EXCERPT:
=== Begin Enclosure ===
Based on documentation review and interview, a manager failed to ensure documentation of each evacuation drill was maintained for at least 12 months after the date of the evacuation drill, and included identification of residents needing assistance for evacuation, and identification of residents who was not evacuated. The deficient practice posed a risk as a disaster plan reinforces and clarifies standards expected of employees. Findings included: 1. A review of the evacuation drills revealed a drill conducted on February 19, 2025 with no documentation of a resident roster of the residents who required assistance and those who were not evacuated during the drill. 2. In an exit interview with E2 and E5, the disaster drill requirements were discussed and no additional information was provided.
=== End Enclosure ===
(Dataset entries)
=== Begin Enclosure ===
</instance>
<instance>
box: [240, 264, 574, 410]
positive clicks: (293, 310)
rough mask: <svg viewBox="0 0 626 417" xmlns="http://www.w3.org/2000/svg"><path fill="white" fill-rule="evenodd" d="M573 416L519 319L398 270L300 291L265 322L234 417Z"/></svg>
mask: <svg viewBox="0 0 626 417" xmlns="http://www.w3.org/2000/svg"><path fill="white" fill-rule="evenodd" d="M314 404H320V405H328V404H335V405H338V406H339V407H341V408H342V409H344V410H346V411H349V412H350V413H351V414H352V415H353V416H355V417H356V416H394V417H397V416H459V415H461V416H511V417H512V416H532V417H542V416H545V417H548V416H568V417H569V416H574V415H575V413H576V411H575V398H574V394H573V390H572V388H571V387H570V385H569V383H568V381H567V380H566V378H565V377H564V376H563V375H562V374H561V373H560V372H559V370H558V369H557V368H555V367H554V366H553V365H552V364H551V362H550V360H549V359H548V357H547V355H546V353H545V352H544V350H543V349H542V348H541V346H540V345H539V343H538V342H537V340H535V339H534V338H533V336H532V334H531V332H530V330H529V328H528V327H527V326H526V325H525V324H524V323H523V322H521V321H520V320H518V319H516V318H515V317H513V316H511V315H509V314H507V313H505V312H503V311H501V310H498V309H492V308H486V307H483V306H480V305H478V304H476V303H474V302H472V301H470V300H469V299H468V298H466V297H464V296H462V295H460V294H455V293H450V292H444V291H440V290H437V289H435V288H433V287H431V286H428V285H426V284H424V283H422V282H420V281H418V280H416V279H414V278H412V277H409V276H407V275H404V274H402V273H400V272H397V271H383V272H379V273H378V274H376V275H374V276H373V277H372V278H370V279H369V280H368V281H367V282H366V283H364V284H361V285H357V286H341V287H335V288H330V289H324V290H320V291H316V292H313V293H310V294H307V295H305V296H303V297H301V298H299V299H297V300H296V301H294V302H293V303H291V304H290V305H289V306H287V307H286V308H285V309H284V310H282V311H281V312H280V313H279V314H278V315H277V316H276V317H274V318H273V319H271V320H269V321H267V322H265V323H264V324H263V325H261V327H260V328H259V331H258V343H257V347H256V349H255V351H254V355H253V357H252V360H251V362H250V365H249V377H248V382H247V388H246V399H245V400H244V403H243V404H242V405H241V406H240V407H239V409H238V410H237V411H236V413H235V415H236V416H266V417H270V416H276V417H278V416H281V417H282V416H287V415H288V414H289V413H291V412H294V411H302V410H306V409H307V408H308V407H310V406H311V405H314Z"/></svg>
=== End Enclosure ===
STUDY QUESTIONS:
1 - Decide whether each statement agrees with the evacuation drill citation: (a) the drill that was reviewed took place on February 19, 2025; (b) documentation of each evacuation drill must be kept for at least 24 months; (c) E2 and E5 gave additional information in the exit interview. Answer yes or no for each, quoting the words of the citation that decide it.
2 - Copy the evacuation drill citation word for word, everything from "Based on documentation" down to "information was provided.".

YOUR RESPONSES:
1 -
(a) Yes: "a drill conducted on February 19, 2025"
(b) No: "maintained for at least 12 months after the date of the evacuation drill"
(c) No: "no additional information was provided"

2 -
Based on documentation review and interview, a manager failed to ensure documentation of each evacuation drill was maintained for at least 12 months after the date of the evacuation drill, and included identification of residents needing assistance for evacuation, and identification of residents who was not evacuated. The deficient practice posed a risk as a disaster plan reinforces and clarifies standards expected of employees. Findings included: 1. A review of the evacuation drills revealed a drill conducted on February 19, 2025 with no documentation of a resident roster of the residents who required assistance and those who were not evacuated during the drill. 2. In an exit interview with E2 and E5, the disaster drill requirements were discussed and no additional information was provided.